**INSTRUCTIONS:**
1. Using the GAINS abstract below, say whether each statement agrees with it: (a) the proposed balloons are 33 meters in diameter; (b) the short test flights lasted more than five hours; (c) the vehicles are meant to operate for weeks to months before landing. Answer yes or no for each and quote the deciding words.
2. Quote the passage of the GAINS abstract below that starts at "Vehicle development efforts" and ends at "for longer flights.".

**SELECTED PASSAGE:**
──────

2002 Annual

Thursday, 17 January 2002: 10:15 AM
Results of the demonstration flight of the GAINS Prototype III balloon
Cecilia M. I. R. Girz, NOAA/FSL, Boulder, CO; and A. E. MacDonald, R. L. Anderson, T. Lachenmeier, B. D. Jamison, R. S. Collander, D. Latsch, R. A. Moody, J. Cooper, G. Ganoe, S. Katzberg, T. Johnson, B. Russ, and V. Zavorotny
Poster PDF (3.3 MB)
The GAINS (Global Air-ocean IN-situ System) network of long-duration, high-altitude vehicles has been proposed as a means to provide critically needed in-situ observations worldwide. The proposed constellation is composed of 33-m diameter superpressure balloons and remotely operated aircraft (ROA) at altitudes between 18 and 23 km. Each vehicle carries a complement of onboard sensors and dropsondes for vertical profiling of the thermodynamic and chemical parameters of the atmosphere and ocean. Vehicles are designed to operate for periods of weeks to months before landing for refurbishment of their dropsonde payloads.

Vehicle development efforts to date have emphasized the balloon. Short test flights of less than five hours have used smaller (5-m diameter) balloons and prototype payloads to prove launch, in- flight control, and recovery procedures. During these flights the innovative balloon envelope recovery system (BERS) and its radio termination system have been tested. Radio frequency interference, compatibility, and distance checks of the prototype command and communication systems have been performed on the ground and in the air. Successful completion of these tests has confirmed the reliability and safety of the GAINS balloon for longer flights.

──────

**DATA SECTION:**
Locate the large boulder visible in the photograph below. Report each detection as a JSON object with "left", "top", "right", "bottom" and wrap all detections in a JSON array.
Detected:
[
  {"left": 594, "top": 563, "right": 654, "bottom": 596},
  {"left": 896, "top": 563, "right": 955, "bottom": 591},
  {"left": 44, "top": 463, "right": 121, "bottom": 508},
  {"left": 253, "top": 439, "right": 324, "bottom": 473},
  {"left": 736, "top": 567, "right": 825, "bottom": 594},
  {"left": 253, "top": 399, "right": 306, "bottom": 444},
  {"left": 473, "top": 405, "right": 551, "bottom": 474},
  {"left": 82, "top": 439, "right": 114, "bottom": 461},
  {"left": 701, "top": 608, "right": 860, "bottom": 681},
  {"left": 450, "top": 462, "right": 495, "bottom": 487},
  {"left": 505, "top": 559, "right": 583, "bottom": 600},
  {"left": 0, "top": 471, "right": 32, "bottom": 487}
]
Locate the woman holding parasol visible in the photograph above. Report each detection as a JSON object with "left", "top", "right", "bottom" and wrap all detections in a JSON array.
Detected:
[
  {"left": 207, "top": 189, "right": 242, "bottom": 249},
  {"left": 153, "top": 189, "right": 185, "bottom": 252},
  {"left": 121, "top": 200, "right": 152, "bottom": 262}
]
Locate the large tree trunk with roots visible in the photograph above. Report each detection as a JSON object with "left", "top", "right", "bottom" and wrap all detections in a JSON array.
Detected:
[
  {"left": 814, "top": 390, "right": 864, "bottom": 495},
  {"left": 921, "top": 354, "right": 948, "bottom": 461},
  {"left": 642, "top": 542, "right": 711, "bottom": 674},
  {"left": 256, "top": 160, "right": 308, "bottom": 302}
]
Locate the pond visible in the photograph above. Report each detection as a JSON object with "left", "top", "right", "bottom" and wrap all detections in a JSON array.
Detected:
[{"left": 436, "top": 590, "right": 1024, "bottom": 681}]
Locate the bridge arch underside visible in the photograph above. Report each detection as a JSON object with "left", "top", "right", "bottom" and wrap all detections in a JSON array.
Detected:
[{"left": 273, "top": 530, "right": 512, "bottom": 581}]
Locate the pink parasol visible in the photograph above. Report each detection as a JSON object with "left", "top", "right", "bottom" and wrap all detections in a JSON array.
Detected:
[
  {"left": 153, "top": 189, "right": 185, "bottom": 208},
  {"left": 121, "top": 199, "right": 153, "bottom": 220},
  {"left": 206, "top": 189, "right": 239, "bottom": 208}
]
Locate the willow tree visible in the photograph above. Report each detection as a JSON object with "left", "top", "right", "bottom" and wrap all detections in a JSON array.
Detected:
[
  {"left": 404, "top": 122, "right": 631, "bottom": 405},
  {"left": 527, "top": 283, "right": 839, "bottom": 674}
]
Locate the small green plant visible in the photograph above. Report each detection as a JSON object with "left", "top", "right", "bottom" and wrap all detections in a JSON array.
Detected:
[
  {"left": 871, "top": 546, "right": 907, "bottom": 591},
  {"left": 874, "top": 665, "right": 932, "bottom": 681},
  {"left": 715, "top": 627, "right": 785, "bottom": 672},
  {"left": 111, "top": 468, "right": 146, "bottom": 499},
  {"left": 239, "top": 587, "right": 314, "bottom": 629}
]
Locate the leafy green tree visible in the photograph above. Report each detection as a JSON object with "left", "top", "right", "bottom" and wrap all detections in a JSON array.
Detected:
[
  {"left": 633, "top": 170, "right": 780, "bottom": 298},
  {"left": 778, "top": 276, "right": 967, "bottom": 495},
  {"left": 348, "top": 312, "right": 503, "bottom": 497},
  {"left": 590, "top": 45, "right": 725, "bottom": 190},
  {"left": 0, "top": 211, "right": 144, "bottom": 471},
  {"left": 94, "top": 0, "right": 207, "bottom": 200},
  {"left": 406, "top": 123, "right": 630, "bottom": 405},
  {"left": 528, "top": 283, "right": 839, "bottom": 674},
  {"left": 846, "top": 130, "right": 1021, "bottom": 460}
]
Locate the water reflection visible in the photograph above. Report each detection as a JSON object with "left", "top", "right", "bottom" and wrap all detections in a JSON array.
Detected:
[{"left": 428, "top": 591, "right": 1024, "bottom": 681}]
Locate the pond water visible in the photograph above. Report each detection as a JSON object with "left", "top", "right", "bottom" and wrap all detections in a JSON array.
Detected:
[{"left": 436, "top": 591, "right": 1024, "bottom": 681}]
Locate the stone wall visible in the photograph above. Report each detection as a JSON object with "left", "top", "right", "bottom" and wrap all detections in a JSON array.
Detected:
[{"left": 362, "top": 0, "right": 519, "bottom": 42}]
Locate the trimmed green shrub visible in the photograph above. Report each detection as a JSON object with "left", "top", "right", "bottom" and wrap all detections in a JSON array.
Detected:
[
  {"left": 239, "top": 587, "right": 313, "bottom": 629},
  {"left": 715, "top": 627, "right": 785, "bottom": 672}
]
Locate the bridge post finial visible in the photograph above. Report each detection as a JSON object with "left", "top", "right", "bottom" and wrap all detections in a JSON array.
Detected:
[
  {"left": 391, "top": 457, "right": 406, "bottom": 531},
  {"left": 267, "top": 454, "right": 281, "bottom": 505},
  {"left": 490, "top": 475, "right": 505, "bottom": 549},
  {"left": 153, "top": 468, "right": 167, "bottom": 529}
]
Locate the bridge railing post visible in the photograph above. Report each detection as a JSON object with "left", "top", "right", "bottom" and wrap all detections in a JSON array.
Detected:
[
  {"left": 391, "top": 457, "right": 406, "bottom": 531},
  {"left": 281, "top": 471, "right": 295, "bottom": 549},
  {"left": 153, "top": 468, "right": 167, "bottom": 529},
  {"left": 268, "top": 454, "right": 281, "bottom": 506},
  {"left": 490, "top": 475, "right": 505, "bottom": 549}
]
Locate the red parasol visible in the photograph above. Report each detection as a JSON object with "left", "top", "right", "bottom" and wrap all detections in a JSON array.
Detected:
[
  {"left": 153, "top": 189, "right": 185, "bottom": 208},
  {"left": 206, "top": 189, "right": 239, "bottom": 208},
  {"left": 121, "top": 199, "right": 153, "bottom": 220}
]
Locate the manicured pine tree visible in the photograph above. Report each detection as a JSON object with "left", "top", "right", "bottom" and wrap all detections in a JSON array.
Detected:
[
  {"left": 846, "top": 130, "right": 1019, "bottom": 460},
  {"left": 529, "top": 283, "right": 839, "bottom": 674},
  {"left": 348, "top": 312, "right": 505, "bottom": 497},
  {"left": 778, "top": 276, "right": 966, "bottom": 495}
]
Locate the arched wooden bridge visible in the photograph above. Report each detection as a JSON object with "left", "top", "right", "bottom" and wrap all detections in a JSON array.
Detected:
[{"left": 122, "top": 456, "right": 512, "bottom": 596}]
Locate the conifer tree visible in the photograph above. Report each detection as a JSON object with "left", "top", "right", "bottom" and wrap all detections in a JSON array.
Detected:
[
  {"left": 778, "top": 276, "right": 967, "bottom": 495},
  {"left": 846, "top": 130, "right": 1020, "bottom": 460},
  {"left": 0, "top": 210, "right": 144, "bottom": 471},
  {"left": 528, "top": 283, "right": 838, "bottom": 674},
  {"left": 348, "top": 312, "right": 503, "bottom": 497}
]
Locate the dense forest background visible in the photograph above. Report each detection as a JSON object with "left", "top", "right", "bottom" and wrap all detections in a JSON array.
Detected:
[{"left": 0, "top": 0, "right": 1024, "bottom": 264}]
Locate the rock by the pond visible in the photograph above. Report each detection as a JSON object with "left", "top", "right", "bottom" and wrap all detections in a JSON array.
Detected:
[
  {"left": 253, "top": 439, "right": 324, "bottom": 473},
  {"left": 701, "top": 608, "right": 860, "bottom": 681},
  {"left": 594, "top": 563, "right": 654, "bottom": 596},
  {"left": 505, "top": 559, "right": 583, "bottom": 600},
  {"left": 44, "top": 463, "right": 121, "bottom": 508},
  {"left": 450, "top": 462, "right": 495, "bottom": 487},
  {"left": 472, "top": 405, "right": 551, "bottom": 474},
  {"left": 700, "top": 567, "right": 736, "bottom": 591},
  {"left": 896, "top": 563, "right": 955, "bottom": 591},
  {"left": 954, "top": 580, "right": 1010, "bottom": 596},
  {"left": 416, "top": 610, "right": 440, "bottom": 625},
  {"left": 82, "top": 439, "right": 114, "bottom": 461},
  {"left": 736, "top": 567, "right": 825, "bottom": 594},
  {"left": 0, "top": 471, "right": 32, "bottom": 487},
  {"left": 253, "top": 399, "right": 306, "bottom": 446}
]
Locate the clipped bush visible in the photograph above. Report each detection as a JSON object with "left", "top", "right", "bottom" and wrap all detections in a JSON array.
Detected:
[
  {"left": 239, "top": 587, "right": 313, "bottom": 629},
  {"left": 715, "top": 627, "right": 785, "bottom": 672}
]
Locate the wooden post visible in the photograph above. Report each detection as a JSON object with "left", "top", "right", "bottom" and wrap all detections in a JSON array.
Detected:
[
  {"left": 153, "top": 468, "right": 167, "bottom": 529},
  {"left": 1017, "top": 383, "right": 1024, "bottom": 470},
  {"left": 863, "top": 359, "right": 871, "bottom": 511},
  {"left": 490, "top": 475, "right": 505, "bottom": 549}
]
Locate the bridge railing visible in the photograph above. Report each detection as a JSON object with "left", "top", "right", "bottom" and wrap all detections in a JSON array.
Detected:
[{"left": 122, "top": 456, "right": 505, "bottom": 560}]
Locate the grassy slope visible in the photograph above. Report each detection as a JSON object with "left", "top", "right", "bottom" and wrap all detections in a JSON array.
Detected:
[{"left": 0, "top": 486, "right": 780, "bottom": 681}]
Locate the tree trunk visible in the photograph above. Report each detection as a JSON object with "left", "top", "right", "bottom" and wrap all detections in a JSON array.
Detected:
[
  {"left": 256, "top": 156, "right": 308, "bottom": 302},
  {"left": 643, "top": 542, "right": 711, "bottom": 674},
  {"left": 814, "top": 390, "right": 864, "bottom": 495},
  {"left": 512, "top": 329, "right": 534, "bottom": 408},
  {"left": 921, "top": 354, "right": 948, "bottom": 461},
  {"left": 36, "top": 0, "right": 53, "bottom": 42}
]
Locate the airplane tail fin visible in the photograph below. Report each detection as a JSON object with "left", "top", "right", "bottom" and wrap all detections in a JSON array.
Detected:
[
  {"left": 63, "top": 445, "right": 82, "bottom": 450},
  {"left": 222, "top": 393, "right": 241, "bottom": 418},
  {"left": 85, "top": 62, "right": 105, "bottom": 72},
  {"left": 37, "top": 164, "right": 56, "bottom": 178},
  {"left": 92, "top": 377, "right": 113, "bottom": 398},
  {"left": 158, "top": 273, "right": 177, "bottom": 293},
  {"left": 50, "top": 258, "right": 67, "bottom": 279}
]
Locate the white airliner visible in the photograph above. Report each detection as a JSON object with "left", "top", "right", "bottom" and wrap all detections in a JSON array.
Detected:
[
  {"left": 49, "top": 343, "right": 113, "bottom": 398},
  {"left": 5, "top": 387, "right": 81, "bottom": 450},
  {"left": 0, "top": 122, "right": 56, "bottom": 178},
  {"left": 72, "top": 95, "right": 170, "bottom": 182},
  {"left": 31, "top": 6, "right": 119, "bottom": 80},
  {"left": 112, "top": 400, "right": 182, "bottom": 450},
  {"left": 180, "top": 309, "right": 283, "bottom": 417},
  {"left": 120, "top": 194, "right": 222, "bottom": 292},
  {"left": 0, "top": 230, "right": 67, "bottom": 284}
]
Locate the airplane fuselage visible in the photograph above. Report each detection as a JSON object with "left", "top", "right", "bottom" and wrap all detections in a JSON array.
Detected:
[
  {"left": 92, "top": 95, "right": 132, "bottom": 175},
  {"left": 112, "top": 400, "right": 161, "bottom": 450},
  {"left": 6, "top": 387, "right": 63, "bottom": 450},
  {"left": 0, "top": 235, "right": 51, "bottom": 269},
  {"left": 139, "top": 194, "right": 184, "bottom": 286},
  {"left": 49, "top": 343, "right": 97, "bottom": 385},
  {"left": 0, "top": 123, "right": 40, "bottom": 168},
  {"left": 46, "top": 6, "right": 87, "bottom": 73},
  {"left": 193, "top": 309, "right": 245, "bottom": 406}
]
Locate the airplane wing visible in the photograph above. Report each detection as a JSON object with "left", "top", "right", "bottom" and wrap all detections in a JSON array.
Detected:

──────

**SOLUTIONS TO THE EXERCISE:**
1.
(a) Yes: "composed of 33-m diameter superpressure balloons"
(b) No: "Short test flights of less than five hours"
(c) Yes: "Vehicles are designed to operate for periods of weeks to months before landing"

2.
Vehicle development efforts to date have emphasized the balloon. Short test flights of less than five hours have used smaller (5-m diameter) balloons and prototype payloads to prove launch, in- flight control, and recovery procedures. During these flights the innovative balloon envelope recovery system (BERS) and its radio termination system have been tested. Radio frequency interference, compatibility, and distance checks of the prototype command and communication systems have been performed on the ground and in the air. Successful completion of these tests has confirmed the reliability and safety of the GAINS balloon for longer flights.